=== Task to complete ===
Return each line from the entries below that contains the word "photograph". Case counts.

=== The records ===
....................

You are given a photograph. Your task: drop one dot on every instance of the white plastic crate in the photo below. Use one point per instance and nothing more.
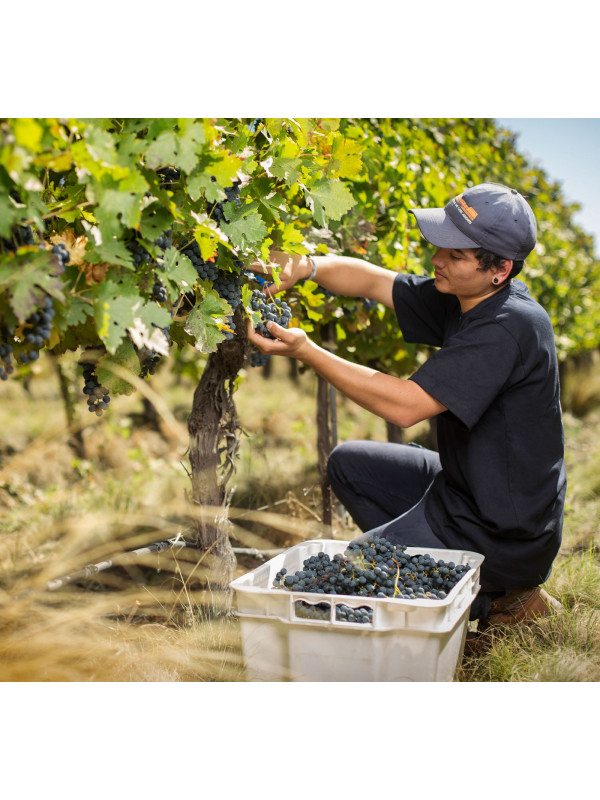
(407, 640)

....................

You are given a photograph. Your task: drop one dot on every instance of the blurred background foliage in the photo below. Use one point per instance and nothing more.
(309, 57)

....................

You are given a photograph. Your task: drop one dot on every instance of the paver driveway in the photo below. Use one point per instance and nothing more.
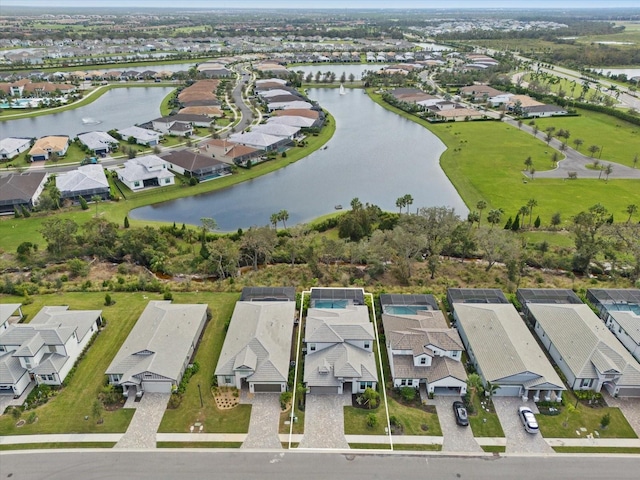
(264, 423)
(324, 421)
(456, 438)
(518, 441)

....................

=== The response ===
You are given a photograph. Your task: drop one dot on every instance of the white plastic crate in the photo below. Use one point per instance and nothing more.
You are given a photograph. Your task: drop one dot on every instance of the blurred background foliage in the photo below. Use one point per instance and nothing more.
You are given a photograph. Your task: drop one dot on every instance of the paver driveway in the photo below. Use one point per instance and nothing more.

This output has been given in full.